**GIVEN PASSAGE**

☆ ☆ ☆

Doctors Ask Appeals Court to Declare Affordable Care Act Unconstitutional

TUCSON, Ariz., April 4, 2011 /PRNewswire-USNewswire/ -- In an amicus brief filed today in support of the Commonwealth of Virginia's case against the Affordable Care Act (ACA), physicians ask the U.S. Court of Appeals for the Fourth Circuit to affirm the unconstitutionality of the individual health insurance mandate (Section 1501), and also to hold that it is not severable from the rest of the Act.

The brief is filed by the Association of American Physicians and Surgeons (AAPS) and several individual physicians (http://www.aapsonline.org/hhslawsuit/aapsamicusapril42011.pdf).

"ACA is the most divisive, harmful, and unconstitutional legislation enacted by Congress in a generation," observes AAPS counsel Andrew Schlafly. In addition to Virginia, 27 other states have challenged ACA's constitutionality.

The individual mandate cannot be justified under the Commerce Clause, which allows Congress to regulate commerce "with" the Indians, "among" the several States, or "with" foreign nations. AAPS argues that no commerce is involved in an individual's decision not to purchase government-approved health insurance. All types of commerce must involve at least two parties, such as a buyer and a seller, or a borrower and a lender.

☆ ☆ ☆

(Data for pointing to things by description)

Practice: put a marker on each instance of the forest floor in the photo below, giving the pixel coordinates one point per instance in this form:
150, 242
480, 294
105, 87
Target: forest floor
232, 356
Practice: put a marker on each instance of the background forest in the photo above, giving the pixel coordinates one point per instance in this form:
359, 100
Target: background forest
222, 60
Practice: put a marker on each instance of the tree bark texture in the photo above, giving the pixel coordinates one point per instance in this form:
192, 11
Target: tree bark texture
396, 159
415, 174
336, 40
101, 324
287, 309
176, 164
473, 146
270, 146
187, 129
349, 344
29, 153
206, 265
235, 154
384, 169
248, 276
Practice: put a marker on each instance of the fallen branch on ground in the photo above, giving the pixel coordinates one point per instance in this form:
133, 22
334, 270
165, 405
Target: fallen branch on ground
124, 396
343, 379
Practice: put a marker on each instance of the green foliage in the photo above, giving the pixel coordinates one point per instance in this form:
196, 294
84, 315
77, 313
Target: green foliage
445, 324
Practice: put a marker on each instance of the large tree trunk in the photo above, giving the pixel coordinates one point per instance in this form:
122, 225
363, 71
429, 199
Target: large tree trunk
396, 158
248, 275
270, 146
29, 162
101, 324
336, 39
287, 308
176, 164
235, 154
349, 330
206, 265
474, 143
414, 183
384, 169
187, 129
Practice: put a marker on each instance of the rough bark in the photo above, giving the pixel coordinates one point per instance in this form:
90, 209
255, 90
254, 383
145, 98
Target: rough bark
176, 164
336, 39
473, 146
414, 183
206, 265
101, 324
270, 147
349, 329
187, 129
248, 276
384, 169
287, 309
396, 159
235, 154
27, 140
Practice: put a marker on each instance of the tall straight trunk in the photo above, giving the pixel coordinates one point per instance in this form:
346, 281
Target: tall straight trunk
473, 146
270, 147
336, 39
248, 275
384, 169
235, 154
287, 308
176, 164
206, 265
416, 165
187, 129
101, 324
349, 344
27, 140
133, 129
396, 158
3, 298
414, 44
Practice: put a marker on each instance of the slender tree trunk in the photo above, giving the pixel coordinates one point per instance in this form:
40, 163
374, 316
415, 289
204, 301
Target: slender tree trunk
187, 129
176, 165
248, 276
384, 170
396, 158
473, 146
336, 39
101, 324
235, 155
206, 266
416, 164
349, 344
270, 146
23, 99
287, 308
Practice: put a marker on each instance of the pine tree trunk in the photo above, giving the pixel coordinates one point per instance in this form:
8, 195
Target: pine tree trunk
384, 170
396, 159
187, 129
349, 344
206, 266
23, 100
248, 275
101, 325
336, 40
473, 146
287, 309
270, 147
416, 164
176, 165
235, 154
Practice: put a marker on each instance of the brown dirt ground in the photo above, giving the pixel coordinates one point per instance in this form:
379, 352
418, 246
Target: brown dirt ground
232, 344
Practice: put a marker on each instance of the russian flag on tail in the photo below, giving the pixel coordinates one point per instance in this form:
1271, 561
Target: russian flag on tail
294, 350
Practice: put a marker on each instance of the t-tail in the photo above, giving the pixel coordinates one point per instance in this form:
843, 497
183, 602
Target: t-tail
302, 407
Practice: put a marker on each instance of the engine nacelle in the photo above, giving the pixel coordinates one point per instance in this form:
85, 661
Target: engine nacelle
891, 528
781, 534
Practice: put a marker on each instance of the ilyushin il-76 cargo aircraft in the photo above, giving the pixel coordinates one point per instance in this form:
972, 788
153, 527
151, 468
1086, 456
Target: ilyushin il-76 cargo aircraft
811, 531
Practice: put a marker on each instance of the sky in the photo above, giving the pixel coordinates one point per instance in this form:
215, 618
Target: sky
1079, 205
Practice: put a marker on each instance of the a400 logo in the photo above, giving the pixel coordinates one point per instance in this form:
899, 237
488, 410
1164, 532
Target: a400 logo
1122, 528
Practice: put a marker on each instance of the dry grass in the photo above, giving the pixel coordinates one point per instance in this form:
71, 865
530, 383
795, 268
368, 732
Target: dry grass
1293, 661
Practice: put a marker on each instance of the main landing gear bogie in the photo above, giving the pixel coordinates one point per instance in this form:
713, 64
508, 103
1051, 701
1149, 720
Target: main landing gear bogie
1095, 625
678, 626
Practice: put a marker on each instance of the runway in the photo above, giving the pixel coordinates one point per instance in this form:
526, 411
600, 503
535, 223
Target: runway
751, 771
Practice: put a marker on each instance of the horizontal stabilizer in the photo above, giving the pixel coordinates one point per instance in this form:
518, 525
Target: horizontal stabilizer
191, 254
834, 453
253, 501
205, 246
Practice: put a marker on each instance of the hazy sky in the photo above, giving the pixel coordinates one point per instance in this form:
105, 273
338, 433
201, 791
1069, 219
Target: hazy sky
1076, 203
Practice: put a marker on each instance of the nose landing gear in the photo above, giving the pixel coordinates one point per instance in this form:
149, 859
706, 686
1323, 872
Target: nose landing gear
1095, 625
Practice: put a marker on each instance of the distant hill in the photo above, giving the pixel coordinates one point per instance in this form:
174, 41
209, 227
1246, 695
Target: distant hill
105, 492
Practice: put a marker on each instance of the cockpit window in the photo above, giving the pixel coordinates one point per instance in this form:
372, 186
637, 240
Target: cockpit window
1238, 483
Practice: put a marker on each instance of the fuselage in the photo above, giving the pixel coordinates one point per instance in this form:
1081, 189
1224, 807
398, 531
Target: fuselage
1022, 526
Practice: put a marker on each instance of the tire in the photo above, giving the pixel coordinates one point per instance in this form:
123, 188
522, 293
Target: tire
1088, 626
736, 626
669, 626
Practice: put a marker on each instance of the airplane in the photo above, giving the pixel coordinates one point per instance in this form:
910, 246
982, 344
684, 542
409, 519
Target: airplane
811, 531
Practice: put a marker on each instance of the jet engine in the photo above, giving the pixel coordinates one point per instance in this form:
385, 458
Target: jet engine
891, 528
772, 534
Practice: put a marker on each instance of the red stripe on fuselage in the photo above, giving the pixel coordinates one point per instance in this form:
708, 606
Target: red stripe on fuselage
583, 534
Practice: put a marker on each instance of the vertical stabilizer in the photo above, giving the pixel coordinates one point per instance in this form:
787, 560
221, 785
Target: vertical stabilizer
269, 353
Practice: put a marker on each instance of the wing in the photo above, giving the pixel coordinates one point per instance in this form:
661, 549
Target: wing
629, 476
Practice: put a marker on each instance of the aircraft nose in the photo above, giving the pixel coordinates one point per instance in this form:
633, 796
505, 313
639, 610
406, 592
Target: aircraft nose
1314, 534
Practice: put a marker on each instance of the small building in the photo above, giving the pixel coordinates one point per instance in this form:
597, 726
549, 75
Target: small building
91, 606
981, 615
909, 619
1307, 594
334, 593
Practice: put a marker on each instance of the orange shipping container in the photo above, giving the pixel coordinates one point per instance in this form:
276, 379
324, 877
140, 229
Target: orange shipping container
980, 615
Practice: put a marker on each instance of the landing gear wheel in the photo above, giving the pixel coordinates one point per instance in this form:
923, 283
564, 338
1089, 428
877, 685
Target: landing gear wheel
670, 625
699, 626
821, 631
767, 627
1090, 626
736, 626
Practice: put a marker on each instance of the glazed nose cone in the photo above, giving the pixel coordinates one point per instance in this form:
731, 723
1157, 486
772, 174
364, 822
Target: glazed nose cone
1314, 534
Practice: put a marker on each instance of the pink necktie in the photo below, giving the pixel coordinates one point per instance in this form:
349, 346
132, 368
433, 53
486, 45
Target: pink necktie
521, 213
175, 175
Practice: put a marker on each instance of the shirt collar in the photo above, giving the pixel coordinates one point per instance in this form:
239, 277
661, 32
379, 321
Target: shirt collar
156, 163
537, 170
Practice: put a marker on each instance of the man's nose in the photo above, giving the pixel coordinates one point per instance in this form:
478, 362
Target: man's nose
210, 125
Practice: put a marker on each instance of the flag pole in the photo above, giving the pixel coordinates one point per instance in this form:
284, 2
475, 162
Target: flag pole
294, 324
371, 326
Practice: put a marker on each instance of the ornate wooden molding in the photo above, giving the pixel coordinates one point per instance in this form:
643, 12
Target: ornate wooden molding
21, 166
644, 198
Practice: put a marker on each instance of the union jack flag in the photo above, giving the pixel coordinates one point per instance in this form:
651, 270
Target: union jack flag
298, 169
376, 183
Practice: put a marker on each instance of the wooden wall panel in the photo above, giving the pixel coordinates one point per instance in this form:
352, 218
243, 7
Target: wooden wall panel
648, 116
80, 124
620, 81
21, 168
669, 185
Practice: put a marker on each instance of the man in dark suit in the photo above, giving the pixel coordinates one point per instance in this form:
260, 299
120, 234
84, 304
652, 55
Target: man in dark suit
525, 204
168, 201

☆ ☆ ☆

**PROBLEMS TO WORK ON**
(a) Condense the press release paragraph that begins "The individual mandate cannot be justified" into a short bulleted list that keeps its main facts.
(b) Write out the part of the press release between "The individual mandate" and "and a lender.", inclusive, substituting "purchaser" for "buyer".

**OUTPUTS BY TASK**
(a)
- The individual mandate can't be justified under the Commerce Clause.
- That clause lets Congress regulate commerce with the Indians, among the several states, or with foreign nations.
- AAPS argues that a person's decision not to buy government-approved health insurance involves no commerce.
- Every type of commerce needs at least two parties, such as a buyer and a seller or a borrower and a lender.

(b)
The individual mandate cannot be justified under the Commerce Clause, which allows Congress to regulate commerce "with" the Indians, "among" the several States, or "with" foreign nations. AAPS argues that no commerce is involved in an individual's decision not to purchase government-approved health insurance. All types of commerce must involve at least two parties, such as a purchaser and a seller, or a borrower and a lender.